__CONSIGNES D'EXERCICE__
(1) D'après l'extrait fourni, pour quoi France 2030 doit-il permettre de fixer un cap ? Énumérez tout ce qui est mentionné.
(2) Reproduisez le passage de l'extrait fourni compris entre « Nous avons pris » et « projets soutenus jusqu’ici. », bornes incluses.
#### EXTRAIT FOURNI ####
Mme Julie Laernoes (EcoS). France 2030 doit permettre de fixer un cap pour l’industrie, le tissu économique, la société et plus généralement les mutations attendues. Dans les faits, le saupoudrage et la tendance à privilégier les start-up ou les gros acteurs ressemblent à la France que voulait dessiner Emmanuel Macron.
Nous avons pris le Président de la République au mot lorsqu’il a dit qu’il voulait soutenir la cause de la transition énergétique et écologique, mais on voit, à la lecture de votre rapport et sur le terrain, qu’on est en train de rater la marche. Des fonds importants ont été alloués à des projets relevant du technosolutionnisme plutôt qu’à de vraies réponses pour notre tissu économique et notre industrie. Les SMR (petits réacteurs modulaires), dont on voit mal comment ils sortiront de terre, en sont un exemple. On a investi dans ce serpent de mer beaucoup de crédits qui auraient pu être consacrés très efficacement à d’autres technologies, en matière d’énergies renouvelables ou de sobriété. Sur ce dernier plan, peu a été fait alors même qu’il existe des technologies innovantes. La massification de la rénovation des logements est ainsi absente des projets soutenus jusqu’ici.
#### SECTION DES DONNÉES ####
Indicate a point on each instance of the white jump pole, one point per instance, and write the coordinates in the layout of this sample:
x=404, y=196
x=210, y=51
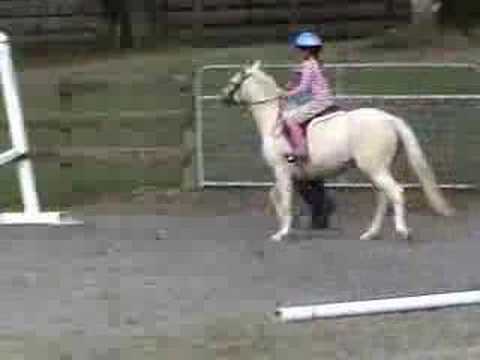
####
__RÉPONSES ATTENDUES__
(1)
- l'industrie
- le tissu économique
- la société
- les mutations attendues

(2)
Nous avons pris le Président de la République au mot lorsqu’il a dit qu’il voulait soutenir la cause de la transition énergétique et écologique, mais on voit, à la lecture de votre rapport et sur le terrain, qu’on est en train de rater la marche. Des fonds importants ont été alloués à des projets relevant du technosolutionnisme plutôt qu’à de vraies réponses pour notre tissu économique et notre industrie. Les SMR (petits réacteurs modulaires), dont on voit mal comment ils sortiront de terre, en sont un exemple. On a investi dans ce serpent de mer beaucoup de crédits qui auraient pu être consacrés très efficacement à d’autres technologies, en matière d’énergies renouvelables ou de sobriété. Sur ce dernier plan, peu a été fait alors même qu’il existe des technologies innovantes. La massification de la rénovation des logements est ainsi absente des projets soutenus jusqu’ici.